**Document:**
┌────────

Edit: Visual Studio will accept "1" so long as Option Strict is off (it automatically casts it to StringComparison).  It is bad programming practice to reference any enumerator by it's numeric value because future iterations of the .NET framework could change the numbers associated with the values and/or they may add an Integer argument to StartsWtih which would make "1" call the wrong method.

Proper (Option Strict safe) is: StartsWith("http://", StringComparison.CurrentCultureIgnoreCase)


----------



## meirb111 (Feb 4, 2011)

FordGT90Concept said:


> Integer is not valid (unless you cast it to StringComparison). It would have to be StartsWith("http://", StringComparison.CurrentCultureIgnoreCase).



what are you talking about 1=StringComparison.CurrentCultureIgnoreCase
its short way always works vb 2005  and higher


----------



## FordGT90Concept (Feb 4, 2011)

See my edit.  C#.NET and F#.NET are strict all the time.


----------



## meirb111 (Feb 4, 2011)

FordGT90Concept said:


> See my edit.  C#.NET and F#.NET are strict all the time.



when you start a new project Option Strict is off by default
so it will work ,if you use it on good for you i use as the default
and like it that way.


----------



## Kreij (Feb 4, 2011)

I just have to add my 2 cents on this. 
We all code the way we like, and are comfortable with, but as coders we must consider 4 things when writing code (even a single line).
1) Does it work as intended?
2) Is it reliable?
3) Is it easily maintainable?
4) Is it efficient?

└────────

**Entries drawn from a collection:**

┌────────

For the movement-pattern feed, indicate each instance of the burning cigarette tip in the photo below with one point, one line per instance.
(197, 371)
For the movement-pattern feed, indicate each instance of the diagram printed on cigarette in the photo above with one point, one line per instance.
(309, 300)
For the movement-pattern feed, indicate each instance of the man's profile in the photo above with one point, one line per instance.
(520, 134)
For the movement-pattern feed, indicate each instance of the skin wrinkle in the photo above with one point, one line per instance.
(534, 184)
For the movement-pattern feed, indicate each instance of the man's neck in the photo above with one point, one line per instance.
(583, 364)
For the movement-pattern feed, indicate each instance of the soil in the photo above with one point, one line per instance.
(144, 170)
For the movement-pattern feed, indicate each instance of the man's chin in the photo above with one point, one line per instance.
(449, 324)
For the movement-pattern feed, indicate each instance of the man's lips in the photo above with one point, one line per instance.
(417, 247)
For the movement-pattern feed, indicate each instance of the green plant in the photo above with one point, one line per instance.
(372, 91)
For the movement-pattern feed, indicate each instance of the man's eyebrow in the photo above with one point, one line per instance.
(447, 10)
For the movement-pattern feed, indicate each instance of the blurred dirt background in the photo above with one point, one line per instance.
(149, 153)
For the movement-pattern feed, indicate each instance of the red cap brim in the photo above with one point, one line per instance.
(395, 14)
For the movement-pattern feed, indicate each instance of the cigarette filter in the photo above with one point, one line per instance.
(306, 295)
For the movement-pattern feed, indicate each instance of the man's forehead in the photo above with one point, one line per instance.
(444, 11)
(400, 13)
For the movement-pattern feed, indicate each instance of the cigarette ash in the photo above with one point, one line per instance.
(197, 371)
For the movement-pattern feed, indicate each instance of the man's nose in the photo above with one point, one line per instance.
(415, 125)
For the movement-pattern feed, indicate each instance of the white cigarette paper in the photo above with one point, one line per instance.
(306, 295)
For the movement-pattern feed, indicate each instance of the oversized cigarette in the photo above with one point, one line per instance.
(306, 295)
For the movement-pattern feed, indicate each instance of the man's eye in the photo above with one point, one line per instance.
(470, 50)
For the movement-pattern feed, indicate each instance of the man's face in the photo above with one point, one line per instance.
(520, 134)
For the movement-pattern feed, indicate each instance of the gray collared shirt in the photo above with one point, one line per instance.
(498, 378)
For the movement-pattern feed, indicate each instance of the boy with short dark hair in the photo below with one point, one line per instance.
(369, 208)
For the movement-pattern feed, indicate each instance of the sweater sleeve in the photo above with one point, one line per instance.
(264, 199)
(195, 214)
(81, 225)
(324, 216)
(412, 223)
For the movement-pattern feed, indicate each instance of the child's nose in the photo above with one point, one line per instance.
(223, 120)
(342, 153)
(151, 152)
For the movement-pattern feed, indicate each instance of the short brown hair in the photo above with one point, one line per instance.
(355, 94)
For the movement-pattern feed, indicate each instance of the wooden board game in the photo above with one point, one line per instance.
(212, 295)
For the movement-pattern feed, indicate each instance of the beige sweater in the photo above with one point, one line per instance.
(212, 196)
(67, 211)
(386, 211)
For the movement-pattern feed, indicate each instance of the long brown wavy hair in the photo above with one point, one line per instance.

└────────

**Your instructions:**
In the thread on Option Strict, list every question that Kreij says coders must consider when writing code. The lines are separate material and have no connection to the thread.

**Exercise response:**
1) Does it work as intended?
2) Is it reliable?
3) Is it easily maintainable?
4) Is it efficient?